## Exercise text
Additionally, arbitration controller unit 814 maximizes the total
bandwidth of the system to achieve the best performance. In some
cases bursts are not broken up so that they can complete the use of
a memory channel. In other cases, a single subsystem controller
request is broken up and filled with multiple memory channel
accesses.
[0049] FIG. 9 shows an embodiment of an internal memory subsystem
900 including a memory subsystem controller (MSC) 960, a data
multiplexer (MUX) 910 and multiple banks of memory 920, 930, 940,
and 950. The MSC 960 receives a memory channel request via line 958
when a subsystem controller requests a memory access within the
address region associated with this memory subsystem. The MSC 960
controls the multiplexer 910 and the IRAM banks (920 through 950)
to fulfill the data request. In the case of a read, the MSC 960
determines which IRAM bank contains the requested data and adjusts
the MUX 910 control so that the IMC data bus 902 receives the data
from the appropriate IRAM bank.
[0050] The MSC 960 must handle various size data requests. The IRAM
bank width can be independent from the width of the IMC data path
902. The MSC 960 uses the MUX 910 logic to ensure that the
appropriate data is transferred in the appropriate order to the IMC
902. This is an effective means for the MSC 960 to take advantage
of the wide data paths available from IRAM banks 920 through 950.
Multiple data transfers on the IMC 902 are accommodated by
proportionally fewer IRAM bank accesses.
[0051] Additionally, the configuration of the memory bank allows
fast sequential accesses. A bank of memory is defined as a
row-column array of storage cells. Typically in DRAM, an entire row
of the array is enabled with a single access. This allows any data
within that row to be acessed quickly. If an access to a different
row address within the same bank of IRAM occurs, a "pre-charge"
penalty is incurred and the access is delayed. To avoid the
likelihood of this occurrence, this example shows multiple banks
employed in the memory subsystem.
[0052] While an internal memory subsystem can be designed as a
singular bank, there are performance advantages to using multiple
banks of memory. FIG. 9 shows four banks of IRAM 920 through 950
multiplexed by multiplexer 910 onto a single internal memory
channel (IMC) 902, which improves the effective throughput of the
IMC 902. For example, the IRAM banks (920 through 950) are
interleaved so that sequential accesses occur to different banks.
This is particularly helpful in the case that the IRAM bank is
slower than the maximum IMC data rate.
[0053] In the case of DRAM, the IRAM banks (920 through 950) are
interleaved on a bank basis both to take advantage of the page mode
access within a bank and to hide the page miss penalty by changing
banks when crossing a page boundary. The memory sequencer for the
IRAM subsystem manages the banks to maximize bandwidth based on the
memory access patterns. This involves either pre-charging the DRAM
bank whenever a new bank is accessed or keeping a page active in
each bank of memory.
[0054] The data bus 902 may be connected directly to a processing
or IO subsystem data bus instead of going through an additional
switch. This saves an additional level of switching. In order to
allow the IRAM bank data to be shared in this type of
configuration, the IRAM banks can also be connected to additional
MUXs (not shown). Each additional MUX connects the IRAM banks to a
separate processing or I/O subsystem data bus.

## Tasks and exercises
[a] Translate this sentence from the memory subsystem passage into Spanish: "A bank of memory is defined as a row-column array of storage cells."
[b] Reproduce part of the memory subsystem passage word for word, beginning at the words "to fulfill the" and stopping after "IRAM bank accesses.".

Records from a dataset:
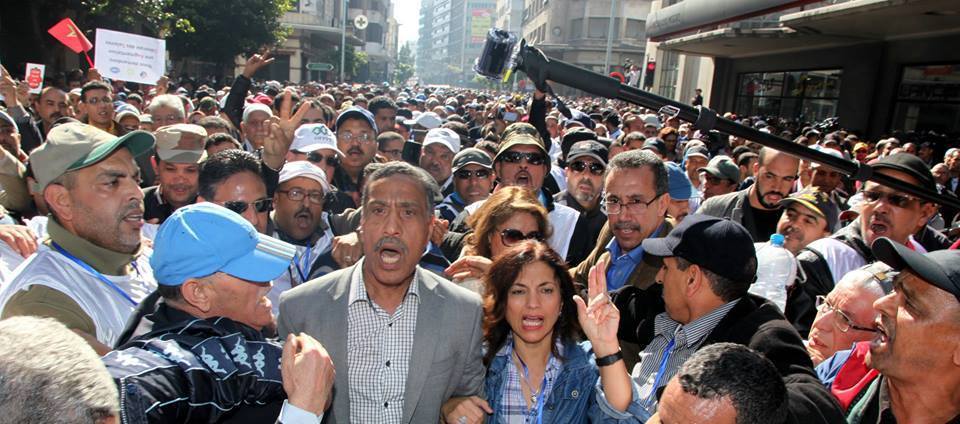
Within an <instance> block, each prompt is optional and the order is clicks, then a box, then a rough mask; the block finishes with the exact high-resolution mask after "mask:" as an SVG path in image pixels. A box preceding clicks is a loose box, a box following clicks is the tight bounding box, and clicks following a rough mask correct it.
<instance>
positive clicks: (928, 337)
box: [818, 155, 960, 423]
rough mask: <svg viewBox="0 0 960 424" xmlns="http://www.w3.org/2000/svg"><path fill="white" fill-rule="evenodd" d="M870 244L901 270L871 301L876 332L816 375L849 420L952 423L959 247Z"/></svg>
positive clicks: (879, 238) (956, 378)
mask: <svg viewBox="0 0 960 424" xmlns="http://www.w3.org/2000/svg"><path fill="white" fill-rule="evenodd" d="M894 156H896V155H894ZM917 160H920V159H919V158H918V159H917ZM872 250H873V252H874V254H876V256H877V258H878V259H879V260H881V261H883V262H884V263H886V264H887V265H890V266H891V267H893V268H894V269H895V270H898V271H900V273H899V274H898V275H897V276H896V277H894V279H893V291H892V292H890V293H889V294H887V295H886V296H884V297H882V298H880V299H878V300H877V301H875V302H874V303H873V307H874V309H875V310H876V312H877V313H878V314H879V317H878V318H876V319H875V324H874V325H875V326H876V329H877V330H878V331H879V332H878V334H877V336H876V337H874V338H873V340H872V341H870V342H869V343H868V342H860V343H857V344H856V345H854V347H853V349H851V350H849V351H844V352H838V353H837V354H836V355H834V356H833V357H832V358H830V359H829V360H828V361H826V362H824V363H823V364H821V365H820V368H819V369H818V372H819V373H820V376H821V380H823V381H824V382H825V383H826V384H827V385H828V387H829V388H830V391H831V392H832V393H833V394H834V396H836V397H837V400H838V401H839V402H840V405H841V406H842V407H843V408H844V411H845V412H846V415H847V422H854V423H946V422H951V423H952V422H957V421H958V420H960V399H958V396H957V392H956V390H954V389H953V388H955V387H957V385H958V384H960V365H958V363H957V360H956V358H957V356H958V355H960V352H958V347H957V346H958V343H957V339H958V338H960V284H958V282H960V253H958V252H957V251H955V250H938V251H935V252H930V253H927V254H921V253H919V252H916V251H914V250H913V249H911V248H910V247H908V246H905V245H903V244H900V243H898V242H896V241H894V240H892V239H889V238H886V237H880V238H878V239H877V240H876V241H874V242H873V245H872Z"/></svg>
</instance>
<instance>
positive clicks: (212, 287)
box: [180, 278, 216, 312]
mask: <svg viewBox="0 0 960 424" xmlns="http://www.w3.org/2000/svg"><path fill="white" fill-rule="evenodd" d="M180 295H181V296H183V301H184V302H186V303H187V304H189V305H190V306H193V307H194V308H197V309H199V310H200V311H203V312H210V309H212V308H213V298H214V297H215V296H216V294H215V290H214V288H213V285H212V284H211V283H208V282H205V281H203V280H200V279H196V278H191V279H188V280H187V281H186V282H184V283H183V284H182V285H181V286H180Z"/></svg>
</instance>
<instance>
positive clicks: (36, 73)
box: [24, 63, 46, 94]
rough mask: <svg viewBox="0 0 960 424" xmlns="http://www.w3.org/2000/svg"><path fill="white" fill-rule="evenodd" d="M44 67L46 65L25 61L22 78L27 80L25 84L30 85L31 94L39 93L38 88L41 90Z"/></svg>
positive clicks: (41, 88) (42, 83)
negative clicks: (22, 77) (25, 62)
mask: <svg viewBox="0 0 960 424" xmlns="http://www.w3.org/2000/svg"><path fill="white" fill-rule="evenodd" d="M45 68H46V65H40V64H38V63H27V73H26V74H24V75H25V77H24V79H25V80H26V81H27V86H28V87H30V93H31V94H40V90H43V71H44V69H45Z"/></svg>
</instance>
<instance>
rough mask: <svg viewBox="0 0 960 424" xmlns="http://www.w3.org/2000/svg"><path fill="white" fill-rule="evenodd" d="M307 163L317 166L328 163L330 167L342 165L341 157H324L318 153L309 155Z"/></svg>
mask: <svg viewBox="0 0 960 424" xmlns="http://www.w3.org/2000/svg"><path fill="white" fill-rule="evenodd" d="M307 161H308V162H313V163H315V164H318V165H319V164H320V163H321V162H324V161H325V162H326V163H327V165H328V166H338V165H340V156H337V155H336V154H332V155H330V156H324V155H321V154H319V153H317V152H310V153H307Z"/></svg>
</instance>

## Answer list
[a] Un banco de memoria se define como una matriz de celdas de almacenamiento organizadas en filas y columnas.

[b]
to fulfill the data request. In the case of a read, the MSC 960
determines which IRAM bank contains the requested data and adjusts
the MUX 910 control so that the IMC data bus 902 receives the data
from the appropriate IRAM bank.
[0050] The MSC 960 must handle various size data requests. The IRAM
bank width can be independent from the width of the IMC data path
902. The MSC 960 uses the MUX 910 logic to ensure that the
appropriate data is transferred in the appropriate order to the IMC
902. This is an effective means for the MSC 960 to take advantage
of the wide data paths available from IRAM banks 920 through 950.
Multiple data transfers on the IMC 902 are accommodated by
proportionally fewer IRAM bank accesses.